**Given request**
Show, word for word, each line of the data below that contains the word "cloud".

**Material shown**
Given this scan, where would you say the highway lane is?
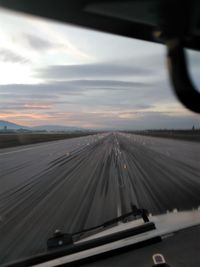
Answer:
[0,133,200,263]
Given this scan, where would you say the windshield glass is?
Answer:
[0,6,200,264]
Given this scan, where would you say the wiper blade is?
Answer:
[47,205,152,249]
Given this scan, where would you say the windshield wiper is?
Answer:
[47,205,155,249]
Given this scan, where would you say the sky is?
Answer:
[0,9,200,130]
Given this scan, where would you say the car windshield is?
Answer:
[0,9,200,264]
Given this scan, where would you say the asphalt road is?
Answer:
[0,133,200,264]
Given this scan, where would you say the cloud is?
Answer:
[0,48,29,63]
[23,33,55,51]
[36,62,151,80]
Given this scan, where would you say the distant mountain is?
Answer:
[0,120,88,132]
[32,125,85,132]
[0,120,29,130]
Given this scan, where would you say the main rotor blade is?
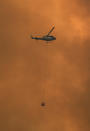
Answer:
[47,26,55,35]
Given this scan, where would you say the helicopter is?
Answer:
[31,26,56,41]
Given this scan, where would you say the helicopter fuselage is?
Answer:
[32,35,56,41]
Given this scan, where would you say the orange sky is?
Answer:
[0,0,90,131]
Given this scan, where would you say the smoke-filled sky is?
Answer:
[0,0,90,131]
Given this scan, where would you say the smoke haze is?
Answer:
[0,0,90,131]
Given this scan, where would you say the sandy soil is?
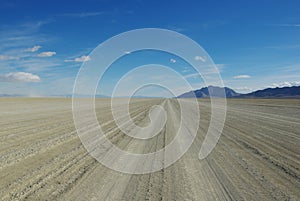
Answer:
[0,98,300,201]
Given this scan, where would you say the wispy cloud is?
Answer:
[25,45,42,52]
[233,75,251,79]
[194,56,206,62]
[65,56,91,62]
[37,52,56,57]
[0,72,41,82]
[269,81,300,87]
[170,59,177,63]
[58,12,105,18]
[0,55,20,60]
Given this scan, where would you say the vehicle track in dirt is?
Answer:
[0,98,300,200]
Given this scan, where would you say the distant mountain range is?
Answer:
[0,86,300,98]
[178,86,300,98]
[178,86,240,98]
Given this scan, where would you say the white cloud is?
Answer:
[0,55,19,60]
[270,81,300,87]
[0,72,41,82]
[38,52,56,57]
[194,56,206,62]
[25,45,42,52]
[170,59,176,63]
[233,75,251,79]
[184,73,201,78]
[65,56,91,62]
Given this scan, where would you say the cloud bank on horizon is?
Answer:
[0,0,300,96]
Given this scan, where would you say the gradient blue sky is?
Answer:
[0,0,300,96]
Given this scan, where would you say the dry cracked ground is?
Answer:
[0,98,300,201]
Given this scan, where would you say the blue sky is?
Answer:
[0,0,300,96]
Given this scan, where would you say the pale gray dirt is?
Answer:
[0,98,300,201]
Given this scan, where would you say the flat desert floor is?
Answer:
[0,98,300,201]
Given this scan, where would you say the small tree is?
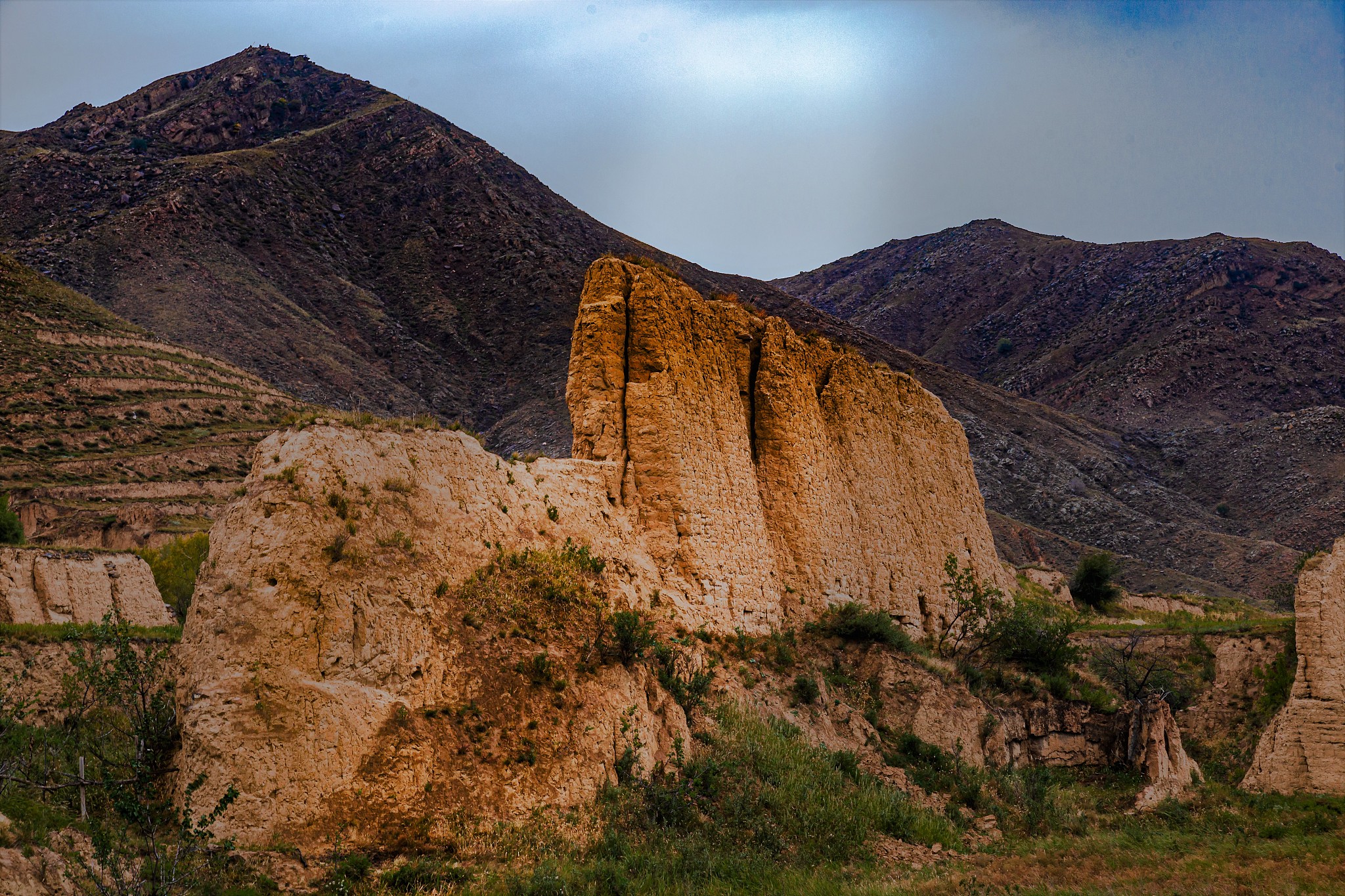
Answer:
[1069,551,1120,610]
[1090,631,1192,712]
[935,553,1009,662]
[0,494,23,544]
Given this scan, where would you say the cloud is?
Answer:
[0,0,1345,277]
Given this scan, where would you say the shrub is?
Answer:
[793,675,822,705]
[990,598,1080,675]
[0,494,24,544]
[1256,620,1298,723]
[607,610,653,666]
[605,705,958,893]
[136,532,209,619]
[1090,631,1193,712]
[384,477,416,494]
[819,601,914,653]
[933,552,1009,665]
[380,859,472,893]
[1069,551,1120,610]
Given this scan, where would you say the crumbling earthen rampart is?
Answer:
[1243,538,1345,794]
[179,259,1010,843]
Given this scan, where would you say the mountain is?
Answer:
[774,221,1345,430]
[774,221,1345,561]
[0,255,299,548]
[0,47,1296,594]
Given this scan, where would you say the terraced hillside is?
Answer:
[0,255,298,548]
[0,47,1296,595]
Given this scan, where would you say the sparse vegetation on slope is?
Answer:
[0,255,296,549]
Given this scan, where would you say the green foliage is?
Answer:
[380,859,472,893]
[319,853,374,896]
[793,675,822,705]
[136,532,209,619]
[0,615,236,896]
[1069,551,1120,610]
[816,601,914,653]
[0,494,24,544]
[1256,620,1298,721]
[1088,631,1195,712]
[987,598,1080,675]
[589,706,958,893]
[607,610,653,666]
[0,622,181,643]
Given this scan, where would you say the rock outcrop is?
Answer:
[1126,697,1200,809]
[0,548,176,626]
[1243,538,1345,794]
[566,258,1013,634]
[179,259,1009,843]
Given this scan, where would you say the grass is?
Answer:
[0,622,181,643]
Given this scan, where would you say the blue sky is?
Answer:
[0,0,1345,277]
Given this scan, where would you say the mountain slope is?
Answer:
[775,221,1345,430]
[0,255,298,548]
[775,221,1345,561]
[0,49,1294,592]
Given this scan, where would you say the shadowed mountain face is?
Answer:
[774,221,1345,430]
[775,221,1345,566]
[0,49,1318,594]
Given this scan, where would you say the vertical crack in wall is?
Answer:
[619,271,635,507]
[748,330,764,461]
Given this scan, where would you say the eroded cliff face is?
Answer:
[1243,538,1345,794]
[566,258,1013,634]
[0,548,176,626]
[171,259,1011,843]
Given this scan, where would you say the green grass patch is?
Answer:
[0,622,181,643]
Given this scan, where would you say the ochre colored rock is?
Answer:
[566,258,1013,634]
[179,259,1011,843]
[0,548,176,626]
[1126,697,1200,809]
[1022,567,1074,607]
[1243,538,1345,794]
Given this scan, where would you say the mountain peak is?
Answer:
[28,47,395,158]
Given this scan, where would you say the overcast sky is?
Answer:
[0,0,1345,278]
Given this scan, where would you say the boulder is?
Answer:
[1243,538,1345,794]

**Final result**
Given this scan, where would you say the cloud is?
Given this scan, where would you say the wispy cloud is?
Given this scan, where would you say the white cloud is?
Given this scan, where would you say the cloud bank on horizon is?
Given this scan, where would you say the cloud is?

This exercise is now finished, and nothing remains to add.